* [YOUR INSTRUCTIONS]:
Count the lines below that contain the string "hair", treating uppercase and lowercase as different. Reply with the number alone.

* [Image point annotation entries]:

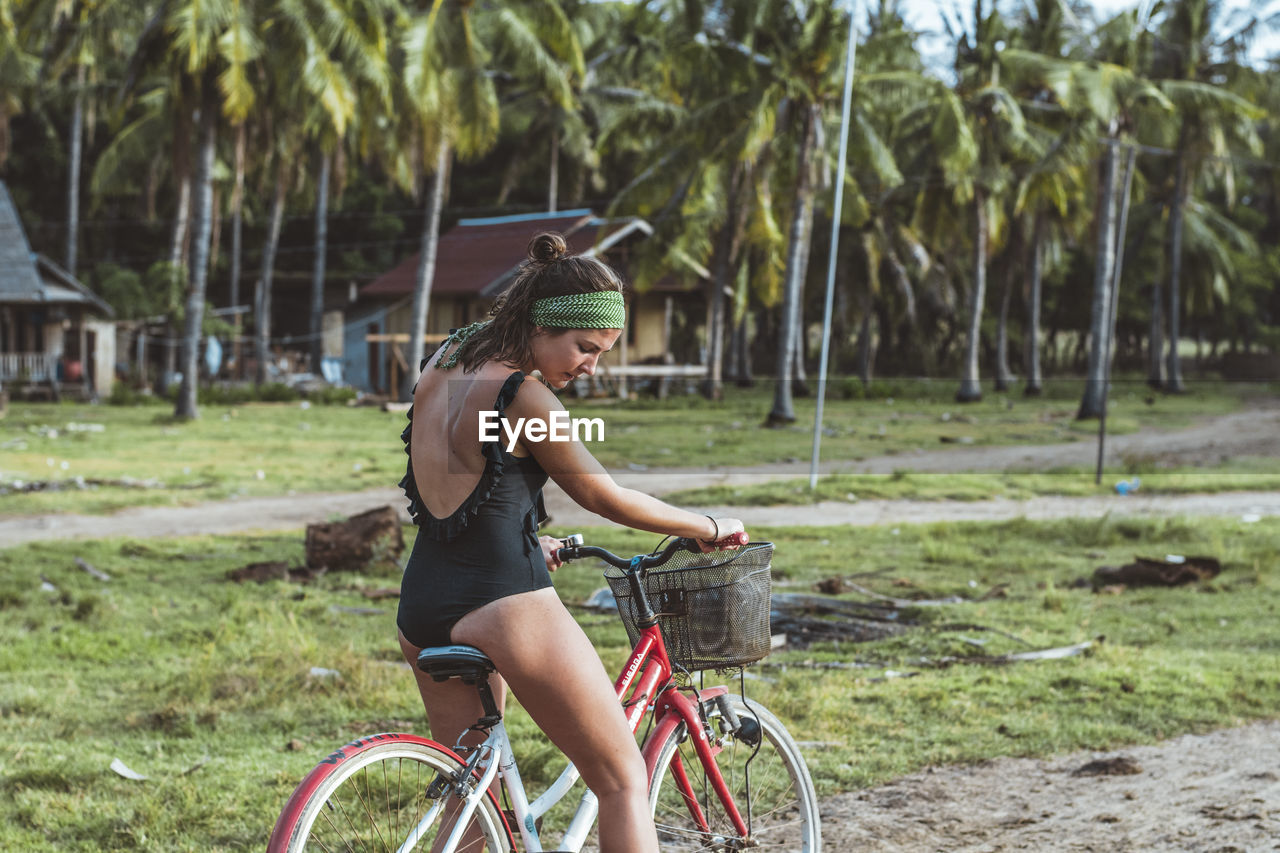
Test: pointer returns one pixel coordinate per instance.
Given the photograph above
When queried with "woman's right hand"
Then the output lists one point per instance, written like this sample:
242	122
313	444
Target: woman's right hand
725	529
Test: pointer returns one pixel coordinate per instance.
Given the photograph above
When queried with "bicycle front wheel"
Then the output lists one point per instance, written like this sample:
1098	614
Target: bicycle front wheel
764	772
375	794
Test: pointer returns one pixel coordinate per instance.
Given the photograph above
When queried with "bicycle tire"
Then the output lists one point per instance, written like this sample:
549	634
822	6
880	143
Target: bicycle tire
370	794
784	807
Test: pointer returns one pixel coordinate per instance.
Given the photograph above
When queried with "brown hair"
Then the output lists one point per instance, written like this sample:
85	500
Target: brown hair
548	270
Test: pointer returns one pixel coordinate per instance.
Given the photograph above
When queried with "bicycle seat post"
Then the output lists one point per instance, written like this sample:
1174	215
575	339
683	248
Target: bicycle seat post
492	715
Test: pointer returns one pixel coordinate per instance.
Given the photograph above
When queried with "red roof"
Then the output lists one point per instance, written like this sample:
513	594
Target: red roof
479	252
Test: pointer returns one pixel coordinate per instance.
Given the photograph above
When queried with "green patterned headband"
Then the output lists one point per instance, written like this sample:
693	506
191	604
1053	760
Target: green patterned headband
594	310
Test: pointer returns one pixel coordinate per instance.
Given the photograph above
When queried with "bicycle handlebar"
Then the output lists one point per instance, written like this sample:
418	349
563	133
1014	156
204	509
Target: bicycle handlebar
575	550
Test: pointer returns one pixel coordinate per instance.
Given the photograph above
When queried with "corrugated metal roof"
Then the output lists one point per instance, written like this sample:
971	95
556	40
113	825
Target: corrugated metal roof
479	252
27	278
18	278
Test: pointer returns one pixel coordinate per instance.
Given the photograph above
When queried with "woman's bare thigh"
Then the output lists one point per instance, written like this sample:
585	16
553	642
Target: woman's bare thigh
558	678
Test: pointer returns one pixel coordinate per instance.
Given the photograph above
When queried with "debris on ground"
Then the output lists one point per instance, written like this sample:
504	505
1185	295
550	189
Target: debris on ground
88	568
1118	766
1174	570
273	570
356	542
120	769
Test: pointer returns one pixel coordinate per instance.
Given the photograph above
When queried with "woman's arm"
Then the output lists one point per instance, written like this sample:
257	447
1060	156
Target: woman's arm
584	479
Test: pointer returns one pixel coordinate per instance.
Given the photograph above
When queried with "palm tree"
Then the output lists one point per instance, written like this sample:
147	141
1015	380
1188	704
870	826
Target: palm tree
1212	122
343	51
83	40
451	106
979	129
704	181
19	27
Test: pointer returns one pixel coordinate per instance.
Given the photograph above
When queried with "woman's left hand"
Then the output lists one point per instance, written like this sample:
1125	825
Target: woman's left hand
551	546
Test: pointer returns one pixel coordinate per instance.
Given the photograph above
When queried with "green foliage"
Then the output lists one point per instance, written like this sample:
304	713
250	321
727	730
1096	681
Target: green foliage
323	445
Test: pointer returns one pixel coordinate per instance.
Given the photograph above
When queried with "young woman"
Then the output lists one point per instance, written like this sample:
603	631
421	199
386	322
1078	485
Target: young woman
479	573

* [SOLUTION FOR THIS PROBLEM]:
2